Source document =>

-*-

Monthly Archives: November 2011

I Just Bought a +5 Battle Axe of Philanthropy

Yesterday I mentioned that one of the projects I’ve given up is an idea to raise money for charity using video games. I still think this is a useful idea, I just never had the time to pursue it. I want to throw it out here and see what you think. (Yes, you, hypothetical reader!)

The basic concept is to take the obsessive, borderline-addict enthusiasm that MMORPGs generate, and direct that toward charity.

You come up with a game that’s free to play, a game that’s genuinely fun on its own. Then you have certain elements – weapons, armor, spells, items, whatever – that you can buy with real-world money. Lots of games do this already, though it’s a controversial business model. But what if all this “optional upgrade” money, instead of going to some company’s bottom line, instead was donated to, say, Doctors Without Borders, or another worthy organization?

If you were up-front about how the system worked and what its goal was, I think gamers could get excited about it. People love nothing more than feeling good about themselves, and who wouldn’t want to think that the money they spend on their gaming habit – which they might normally feel a little guilty about – is actually a +1 to their Ethics stat?

This model would have to overcome some hurdles. The biggest, of course, is that games don’t design or build themselves, and servers don’t pay for themselves.

There are a few ways to handle this. One is to have only a percentage of the money go to charity, and the rest go to game costs (of course you’d have to be up-front about that too). Another way is to have a subscription fee to cover costs, and only the optional upgrades go to charity. But the former option is less exciting as a selling point, and the latter is a barrier to entry – a major problem for a game you’re hoping will go viral.

Two other options would be to find people willing to donate the necessary time and resources (which would be tough), or to piggyback on the success of an existing game by convincing the creators to add pay-for-charity content. Honestly, that last strategy might be the most realistic.

-*-

Records supplied =>
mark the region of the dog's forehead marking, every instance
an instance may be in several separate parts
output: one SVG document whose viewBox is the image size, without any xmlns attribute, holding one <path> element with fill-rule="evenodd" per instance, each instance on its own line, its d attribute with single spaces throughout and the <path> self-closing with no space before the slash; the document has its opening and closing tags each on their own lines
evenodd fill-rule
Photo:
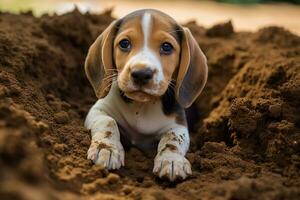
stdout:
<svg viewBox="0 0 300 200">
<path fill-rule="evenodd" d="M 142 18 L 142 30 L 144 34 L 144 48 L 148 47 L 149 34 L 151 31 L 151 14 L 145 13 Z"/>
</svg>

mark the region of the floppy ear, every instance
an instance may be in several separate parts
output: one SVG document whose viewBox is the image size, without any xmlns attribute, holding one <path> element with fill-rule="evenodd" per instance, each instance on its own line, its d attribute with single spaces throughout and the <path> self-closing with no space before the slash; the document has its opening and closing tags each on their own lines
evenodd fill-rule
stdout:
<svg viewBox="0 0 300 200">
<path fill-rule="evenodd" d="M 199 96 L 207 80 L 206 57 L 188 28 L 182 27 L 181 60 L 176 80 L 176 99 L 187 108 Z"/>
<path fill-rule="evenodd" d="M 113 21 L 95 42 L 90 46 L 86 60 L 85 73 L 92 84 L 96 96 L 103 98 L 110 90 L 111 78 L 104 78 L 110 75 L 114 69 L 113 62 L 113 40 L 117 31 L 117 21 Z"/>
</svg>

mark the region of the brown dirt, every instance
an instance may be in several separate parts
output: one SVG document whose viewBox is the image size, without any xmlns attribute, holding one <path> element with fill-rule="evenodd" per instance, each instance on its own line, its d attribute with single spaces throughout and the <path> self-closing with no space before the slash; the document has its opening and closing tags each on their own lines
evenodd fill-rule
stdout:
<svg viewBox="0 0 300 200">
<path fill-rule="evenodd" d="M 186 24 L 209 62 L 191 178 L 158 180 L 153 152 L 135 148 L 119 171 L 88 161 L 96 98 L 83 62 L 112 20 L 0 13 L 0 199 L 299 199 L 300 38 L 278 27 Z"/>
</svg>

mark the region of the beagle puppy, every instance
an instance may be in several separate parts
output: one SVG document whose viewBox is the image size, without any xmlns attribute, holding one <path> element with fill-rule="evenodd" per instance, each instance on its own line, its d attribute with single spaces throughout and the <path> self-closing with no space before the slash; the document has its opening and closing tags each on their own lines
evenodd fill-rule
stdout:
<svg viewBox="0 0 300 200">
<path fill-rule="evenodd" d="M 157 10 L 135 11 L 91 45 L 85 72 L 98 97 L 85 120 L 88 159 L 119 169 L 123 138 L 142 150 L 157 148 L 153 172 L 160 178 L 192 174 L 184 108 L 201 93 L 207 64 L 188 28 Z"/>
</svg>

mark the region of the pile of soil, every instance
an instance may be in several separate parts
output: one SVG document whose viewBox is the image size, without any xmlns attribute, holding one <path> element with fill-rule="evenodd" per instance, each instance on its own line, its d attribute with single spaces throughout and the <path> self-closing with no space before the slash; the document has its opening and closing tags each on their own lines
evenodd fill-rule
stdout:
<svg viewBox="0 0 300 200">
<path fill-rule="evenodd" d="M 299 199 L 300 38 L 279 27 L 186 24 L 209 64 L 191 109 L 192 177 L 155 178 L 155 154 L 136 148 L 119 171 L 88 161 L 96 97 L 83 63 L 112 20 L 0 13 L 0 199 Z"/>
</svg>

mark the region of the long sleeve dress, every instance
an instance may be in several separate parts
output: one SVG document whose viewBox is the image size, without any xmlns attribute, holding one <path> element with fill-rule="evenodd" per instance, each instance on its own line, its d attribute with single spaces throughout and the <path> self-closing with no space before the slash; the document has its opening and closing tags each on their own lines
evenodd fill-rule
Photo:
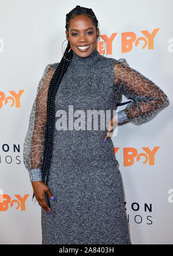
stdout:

-*-

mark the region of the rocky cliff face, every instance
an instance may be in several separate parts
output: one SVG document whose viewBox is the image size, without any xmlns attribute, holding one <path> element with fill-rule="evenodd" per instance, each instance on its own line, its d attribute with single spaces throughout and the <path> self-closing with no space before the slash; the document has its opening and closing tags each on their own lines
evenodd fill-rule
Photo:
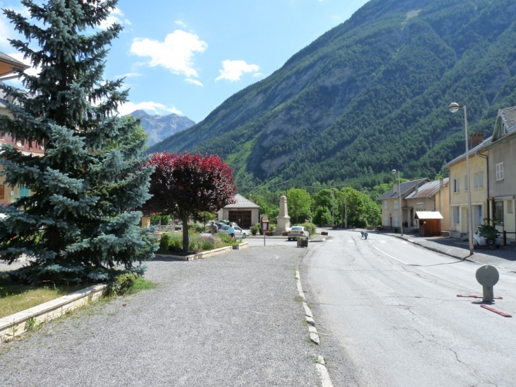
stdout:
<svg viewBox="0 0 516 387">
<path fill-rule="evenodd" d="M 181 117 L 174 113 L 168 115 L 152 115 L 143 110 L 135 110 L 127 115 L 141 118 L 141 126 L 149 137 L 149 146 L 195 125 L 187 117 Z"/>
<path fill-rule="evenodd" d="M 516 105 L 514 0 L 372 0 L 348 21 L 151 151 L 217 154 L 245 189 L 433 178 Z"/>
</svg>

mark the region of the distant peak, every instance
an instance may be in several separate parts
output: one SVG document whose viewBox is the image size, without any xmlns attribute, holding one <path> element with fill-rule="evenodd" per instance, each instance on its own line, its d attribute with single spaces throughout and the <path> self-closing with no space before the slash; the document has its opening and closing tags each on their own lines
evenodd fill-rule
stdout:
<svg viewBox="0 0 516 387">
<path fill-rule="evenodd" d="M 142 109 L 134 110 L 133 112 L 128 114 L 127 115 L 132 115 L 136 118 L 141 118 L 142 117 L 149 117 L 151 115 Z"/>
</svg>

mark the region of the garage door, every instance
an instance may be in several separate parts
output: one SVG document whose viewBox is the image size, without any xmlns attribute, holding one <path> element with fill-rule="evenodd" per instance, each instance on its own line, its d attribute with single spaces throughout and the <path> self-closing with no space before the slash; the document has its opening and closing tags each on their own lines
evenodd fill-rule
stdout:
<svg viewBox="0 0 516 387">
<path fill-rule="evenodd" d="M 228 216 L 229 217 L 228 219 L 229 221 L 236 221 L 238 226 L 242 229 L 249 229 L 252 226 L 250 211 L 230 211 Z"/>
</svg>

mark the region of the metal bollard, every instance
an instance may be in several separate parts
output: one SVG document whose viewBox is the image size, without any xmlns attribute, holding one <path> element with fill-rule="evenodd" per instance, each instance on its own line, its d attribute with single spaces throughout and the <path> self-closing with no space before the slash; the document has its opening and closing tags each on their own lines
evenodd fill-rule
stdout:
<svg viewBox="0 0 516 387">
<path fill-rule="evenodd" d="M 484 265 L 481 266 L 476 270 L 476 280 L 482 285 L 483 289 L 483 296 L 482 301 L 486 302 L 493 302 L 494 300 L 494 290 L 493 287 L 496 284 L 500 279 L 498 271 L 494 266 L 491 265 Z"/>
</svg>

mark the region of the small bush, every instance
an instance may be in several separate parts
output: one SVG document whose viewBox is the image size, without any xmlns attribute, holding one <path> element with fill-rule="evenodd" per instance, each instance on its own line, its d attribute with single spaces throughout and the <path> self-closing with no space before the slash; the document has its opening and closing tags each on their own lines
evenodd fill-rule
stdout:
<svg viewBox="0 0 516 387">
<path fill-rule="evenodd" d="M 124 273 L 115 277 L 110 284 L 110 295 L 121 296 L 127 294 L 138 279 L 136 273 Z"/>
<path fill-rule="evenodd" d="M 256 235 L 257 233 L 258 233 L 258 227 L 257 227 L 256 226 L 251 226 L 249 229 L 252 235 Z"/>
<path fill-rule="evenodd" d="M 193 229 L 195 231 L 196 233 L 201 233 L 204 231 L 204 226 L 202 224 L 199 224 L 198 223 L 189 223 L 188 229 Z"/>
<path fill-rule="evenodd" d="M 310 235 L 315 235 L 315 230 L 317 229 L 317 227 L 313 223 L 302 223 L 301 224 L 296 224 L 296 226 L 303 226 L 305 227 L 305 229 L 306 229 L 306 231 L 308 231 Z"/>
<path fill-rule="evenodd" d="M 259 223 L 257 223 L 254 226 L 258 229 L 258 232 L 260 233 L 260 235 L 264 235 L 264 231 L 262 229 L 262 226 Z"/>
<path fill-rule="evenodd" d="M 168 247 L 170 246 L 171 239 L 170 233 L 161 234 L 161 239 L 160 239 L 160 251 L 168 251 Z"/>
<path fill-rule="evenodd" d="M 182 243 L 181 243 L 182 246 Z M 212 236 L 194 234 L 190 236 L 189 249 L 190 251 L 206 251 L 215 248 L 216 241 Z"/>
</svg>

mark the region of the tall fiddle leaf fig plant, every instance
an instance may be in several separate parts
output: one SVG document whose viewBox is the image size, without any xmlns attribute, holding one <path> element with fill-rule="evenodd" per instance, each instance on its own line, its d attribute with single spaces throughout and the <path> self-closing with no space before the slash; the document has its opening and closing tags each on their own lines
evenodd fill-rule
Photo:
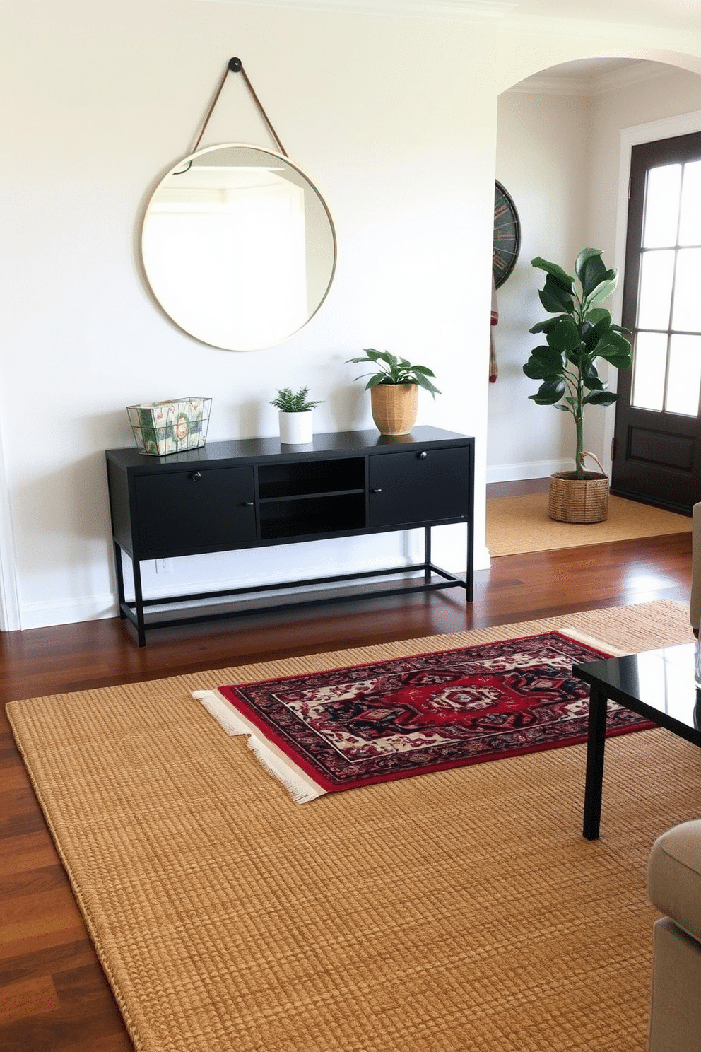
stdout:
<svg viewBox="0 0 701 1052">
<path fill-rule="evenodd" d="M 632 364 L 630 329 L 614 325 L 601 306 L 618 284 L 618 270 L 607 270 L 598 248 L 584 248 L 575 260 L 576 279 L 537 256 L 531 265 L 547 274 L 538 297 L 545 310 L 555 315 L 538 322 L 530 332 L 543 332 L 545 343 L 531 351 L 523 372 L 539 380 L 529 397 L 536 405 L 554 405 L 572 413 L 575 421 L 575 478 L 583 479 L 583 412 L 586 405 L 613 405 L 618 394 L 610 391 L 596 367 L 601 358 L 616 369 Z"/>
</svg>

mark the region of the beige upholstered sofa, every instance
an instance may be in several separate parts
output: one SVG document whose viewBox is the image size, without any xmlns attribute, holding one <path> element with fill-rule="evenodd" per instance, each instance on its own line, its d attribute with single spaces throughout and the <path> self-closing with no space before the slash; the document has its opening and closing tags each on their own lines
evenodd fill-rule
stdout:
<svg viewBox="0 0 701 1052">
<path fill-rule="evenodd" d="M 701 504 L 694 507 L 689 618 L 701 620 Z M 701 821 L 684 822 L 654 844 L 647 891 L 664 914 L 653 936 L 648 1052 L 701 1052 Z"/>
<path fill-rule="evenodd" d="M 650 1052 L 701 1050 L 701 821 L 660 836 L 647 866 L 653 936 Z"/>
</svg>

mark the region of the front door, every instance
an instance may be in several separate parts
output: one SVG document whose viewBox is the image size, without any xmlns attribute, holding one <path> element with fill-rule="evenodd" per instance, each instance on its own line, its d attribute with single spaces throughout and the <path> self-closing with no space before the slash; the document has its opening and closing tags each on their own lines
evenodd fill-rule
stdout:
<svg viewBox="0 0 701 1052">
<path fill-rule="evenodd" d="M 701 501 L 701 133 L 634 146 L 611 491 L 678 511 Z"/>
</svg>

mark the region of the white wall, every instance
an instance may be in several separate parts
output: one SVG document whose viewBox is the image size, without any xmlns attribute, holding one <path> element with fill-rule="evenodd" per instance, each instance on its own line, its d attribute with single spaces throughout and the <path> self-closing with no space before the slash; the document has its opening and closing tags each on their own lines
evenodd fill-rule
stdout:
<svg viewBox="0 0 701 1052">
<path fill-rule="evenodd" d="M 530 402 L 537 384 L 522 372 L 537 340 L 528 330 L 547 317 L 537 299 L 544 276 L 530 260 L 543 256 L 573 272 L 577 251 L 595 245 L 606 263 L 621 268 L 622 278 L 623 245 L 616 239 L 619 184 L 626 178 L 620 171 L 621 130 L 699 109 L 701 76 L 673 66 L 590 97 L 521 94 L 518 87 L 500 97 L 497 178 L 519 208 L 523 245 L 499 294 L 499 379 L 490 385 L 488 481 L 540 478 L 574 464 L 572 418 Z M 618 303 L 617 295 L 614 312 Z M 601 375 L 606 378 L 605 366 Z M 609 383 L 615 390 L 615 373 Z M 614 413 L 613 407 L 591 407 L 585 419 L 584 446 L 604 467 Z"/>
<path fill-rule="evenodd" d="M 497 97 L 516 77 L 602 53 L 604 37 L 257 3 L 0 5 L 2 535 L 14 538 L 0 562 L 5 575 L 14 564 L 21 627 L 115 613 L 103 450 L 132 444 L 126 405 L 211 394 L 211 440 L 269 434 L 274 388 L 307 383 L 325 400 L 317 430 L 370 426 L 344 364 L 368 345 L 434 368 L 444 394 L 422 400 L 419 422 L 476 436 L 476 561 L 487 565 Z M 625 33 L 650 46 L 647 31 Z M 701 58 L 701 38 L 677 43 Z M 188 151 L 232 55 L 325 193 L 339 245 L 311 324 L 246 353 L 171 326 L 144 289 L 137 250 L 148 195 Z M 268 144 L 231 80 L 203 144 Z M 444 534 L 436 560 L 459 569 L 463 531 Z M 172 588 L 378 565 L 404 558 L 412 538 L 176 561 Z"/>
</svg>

-*-

Exercise prompt =>
From the blog post on charity-funded games, copy the passage starting with "This model would" and going on through "pay for themselves.", changing "hurdles" to "obstacles".

Solution to this problem =>
This model would have to overcome some obstacles. The biggest, of course, is that games don’t design or build themselves, and servers don’t pay for themselves.